# Requirement:
Please return every line of the records below that holds the word "ground".

--- Input data ---

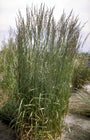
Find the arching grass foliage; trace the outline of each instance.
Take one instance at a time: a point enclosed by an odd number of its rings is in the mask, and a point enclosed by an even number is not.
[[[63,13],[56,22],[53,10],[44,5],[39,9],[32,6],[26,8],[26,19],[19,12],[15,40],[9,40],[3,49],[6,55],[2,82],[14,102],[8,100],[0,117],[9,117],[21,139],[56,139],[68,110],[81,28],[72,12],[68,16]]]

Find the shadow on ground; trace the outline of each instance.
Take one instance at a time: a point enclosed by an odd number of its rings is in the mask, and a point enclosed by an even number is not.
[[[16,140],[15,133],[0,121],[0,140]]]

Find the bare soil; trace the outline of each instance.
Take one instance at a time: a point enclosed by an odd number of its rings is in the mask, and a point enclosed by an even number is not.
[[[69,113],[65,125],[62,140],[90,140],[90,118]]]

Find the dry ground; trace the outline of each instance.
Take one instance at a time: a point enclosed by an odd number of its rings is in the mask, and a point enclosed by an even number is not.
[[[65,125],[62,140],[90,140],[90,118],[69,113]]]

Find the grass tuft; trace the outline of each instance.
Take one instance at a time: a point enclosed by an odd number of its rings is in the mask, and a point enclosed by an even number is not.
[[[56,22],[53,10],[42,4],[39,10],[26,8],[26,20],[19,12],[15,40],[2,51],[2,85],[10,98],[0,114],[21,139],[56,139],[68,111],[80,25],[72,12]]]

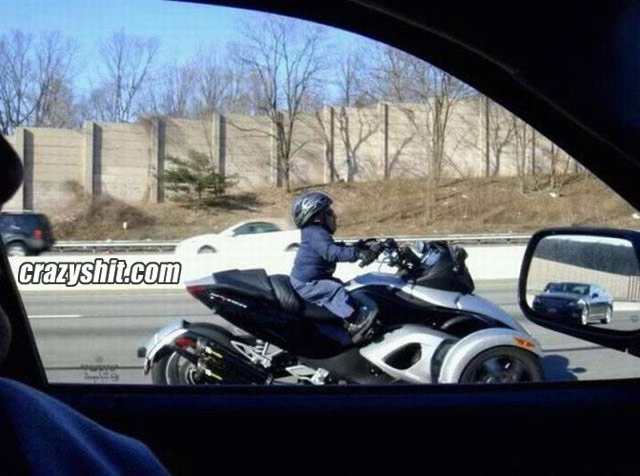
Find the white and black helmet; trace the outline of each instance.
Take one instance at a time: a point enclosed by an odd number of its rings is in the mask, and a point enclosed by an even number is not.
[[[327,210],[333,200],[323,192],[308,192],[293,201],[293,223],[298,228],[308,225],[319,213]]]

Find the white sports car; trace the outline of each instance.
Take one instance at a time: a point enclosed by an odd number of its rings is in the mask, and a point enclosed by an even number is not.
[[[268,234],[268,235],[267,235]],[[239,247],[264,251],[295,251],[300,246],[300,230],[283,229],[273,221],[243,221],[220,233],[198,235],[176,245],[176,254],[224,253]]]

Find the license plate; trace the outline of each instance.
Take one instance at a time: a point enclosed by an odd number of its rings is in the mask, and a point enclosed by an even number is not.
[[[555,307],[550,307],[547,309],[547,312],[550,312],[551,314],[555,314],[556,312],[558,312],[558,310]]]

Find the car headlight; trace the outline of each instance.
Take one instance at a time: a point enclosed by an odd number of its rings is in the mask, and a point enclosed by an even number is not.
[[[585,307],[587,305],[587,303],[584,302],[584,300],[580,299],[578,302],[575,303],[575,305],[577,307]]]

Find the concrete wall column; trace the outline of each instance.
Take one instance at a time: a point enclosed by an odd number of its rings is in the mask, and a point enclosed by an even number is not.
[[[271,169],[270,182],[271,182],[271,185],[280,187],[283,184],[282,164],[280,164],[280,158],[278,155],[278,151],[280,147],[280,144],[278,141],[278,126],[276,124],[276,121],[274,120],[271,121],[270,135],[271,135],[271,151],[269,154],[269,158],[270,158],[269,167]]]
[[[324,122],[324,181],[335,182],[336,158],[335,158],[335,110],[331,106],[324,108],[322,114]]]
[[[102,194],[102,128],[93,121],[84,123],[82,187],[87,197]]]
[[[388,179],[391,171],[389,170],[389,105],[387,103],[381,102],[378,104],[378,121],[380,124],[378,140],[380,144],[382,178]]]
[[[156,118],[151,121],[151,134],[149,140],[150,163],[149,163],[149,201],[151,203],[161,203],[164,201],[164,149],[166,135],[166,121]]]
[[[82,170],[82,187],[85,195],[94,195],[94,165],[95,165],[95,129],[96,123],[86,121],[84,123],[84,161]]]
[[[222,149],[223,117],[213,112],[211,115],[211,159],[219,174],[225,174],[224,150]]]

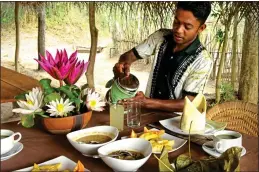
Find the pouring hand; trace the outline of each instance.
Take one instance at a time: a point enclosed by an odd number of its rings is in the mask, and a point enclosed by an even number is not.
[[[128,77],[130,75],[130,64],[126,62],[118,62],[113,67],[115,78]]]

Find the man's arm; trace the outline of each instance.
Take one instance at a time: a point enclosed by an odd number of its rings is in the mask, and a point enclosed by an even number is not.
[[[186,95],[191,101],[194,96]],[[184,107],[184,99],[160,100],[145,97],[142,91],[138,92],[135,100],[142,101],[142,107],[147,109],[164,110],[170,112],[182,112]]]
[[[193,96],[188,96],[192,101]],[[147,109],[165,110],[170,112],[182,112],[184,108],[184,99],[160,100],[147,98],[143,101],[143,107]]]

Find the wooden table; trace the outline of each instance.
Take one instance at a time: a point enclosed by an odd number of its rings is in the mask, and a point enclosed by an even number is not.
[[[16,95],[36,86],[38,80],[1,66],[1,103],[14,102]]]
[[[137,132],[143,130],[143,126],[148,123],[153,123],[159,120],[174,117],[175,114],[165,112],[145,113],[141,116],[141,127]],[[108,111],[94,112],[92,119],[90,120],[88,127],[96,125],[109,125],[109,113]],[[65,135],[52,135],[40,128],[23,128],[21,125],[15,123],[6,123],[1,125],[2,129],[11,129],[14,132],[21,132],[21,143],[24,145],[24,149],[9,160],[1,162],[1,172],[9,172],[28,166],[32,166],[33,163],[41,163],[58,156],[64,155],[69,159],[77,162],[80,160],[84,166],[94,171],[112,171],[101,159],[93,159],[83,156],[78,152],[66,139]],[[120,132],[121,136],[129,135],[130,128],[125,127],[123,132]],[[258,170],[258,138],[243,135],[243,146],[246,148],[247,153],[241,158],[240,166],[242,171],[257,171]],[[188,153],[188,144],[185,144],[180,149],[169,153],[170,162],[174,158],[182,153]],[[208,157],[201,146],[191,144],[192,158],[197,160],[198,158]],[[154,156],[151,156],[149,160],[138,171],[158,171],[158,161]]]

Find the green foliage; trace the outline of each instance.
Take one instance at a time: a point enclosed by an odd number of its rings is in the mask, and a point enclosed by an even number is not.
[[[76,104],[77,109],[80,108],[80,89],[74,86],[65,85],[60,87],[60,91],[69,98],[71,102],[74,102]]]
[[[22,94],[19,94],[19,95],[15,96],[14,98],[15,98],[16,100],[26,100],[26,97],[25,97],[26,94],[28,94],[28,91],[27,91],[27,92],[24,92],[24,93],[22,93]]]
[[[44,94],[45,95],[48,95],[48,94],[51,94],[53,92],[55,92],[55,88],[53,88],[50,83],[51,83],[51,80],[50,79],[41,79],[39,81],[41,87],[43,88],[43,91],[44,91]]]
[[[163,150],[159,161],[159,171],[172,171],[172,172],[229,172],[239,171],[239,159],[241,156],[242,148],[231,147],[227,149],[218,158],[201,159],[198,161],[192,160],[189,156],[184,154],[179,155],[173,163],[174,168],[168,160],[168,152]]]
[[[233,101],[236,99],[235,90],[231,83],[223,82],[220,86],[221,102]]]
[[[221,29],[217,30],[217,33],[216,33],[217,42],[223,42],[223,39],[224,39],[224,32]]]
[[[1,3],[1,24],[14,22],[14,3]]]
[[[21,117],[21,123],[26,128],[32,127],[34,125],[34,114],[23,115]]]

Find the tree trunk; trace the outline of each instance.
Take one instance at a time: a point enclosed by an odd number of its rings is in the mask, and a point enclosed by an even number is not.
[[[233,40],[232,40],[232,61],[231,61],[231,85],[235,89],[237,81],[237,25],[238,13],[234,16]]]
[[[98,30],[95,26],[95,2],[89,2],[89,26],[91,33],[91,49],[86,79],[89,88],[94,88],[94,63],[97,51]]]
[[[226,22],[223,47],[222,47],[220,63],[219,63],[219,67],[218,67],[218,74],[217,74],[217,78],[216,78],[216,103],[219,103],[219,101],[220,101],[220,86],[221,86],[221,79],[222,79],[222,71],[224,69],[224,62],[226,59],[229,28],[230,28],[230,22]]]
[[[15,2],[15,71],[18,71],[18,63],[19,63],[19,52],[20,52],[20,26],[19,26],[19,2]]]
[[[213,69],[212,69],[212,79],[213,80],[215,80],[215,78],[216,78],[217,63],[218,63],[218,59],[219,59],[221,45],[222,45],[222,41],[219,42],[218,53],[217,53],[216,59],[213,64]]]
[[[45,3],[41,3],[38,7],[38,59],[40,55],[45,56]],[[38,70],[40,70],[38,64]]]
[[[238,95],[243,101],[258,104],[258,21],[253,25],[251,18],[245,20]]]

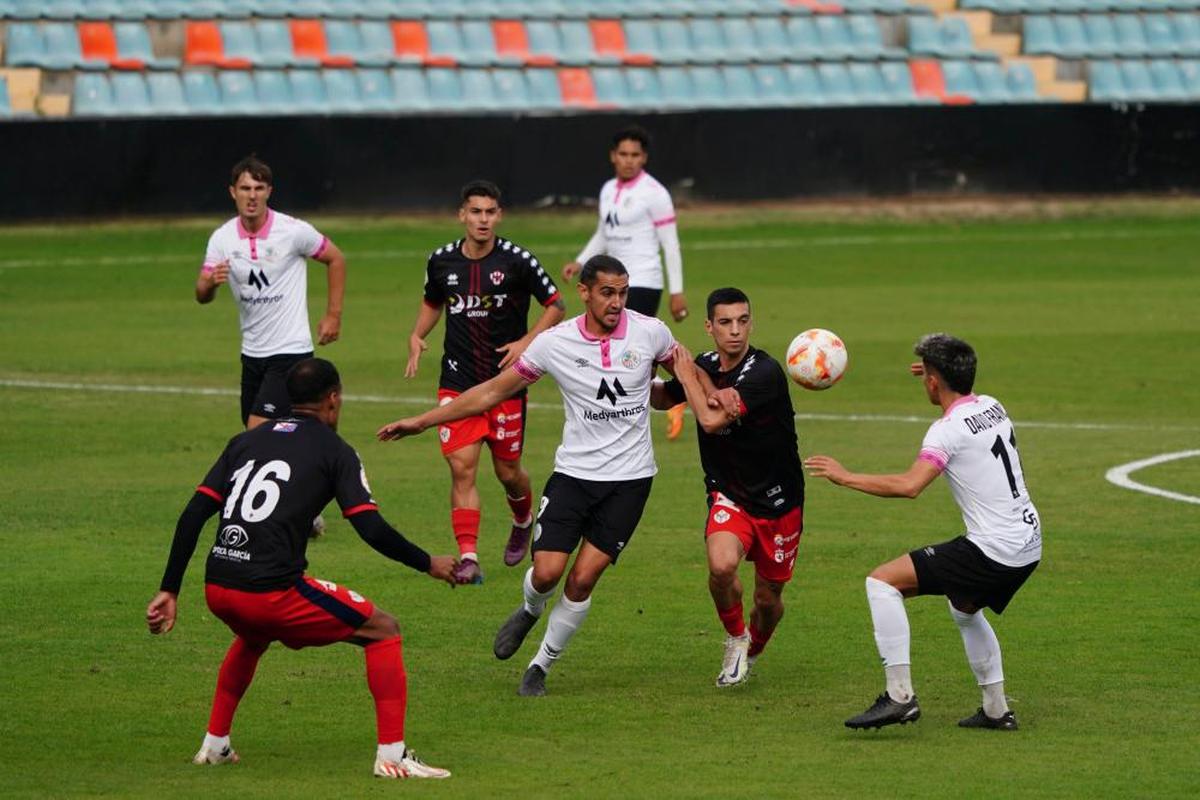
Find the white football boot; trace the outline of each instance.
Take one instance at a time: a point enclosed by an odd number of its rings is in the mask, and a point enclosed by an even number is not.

---

# Solved problem:
Find the shadow on ground; trace the outline of each instance.
Find the dry ground; trace the outline of each instance.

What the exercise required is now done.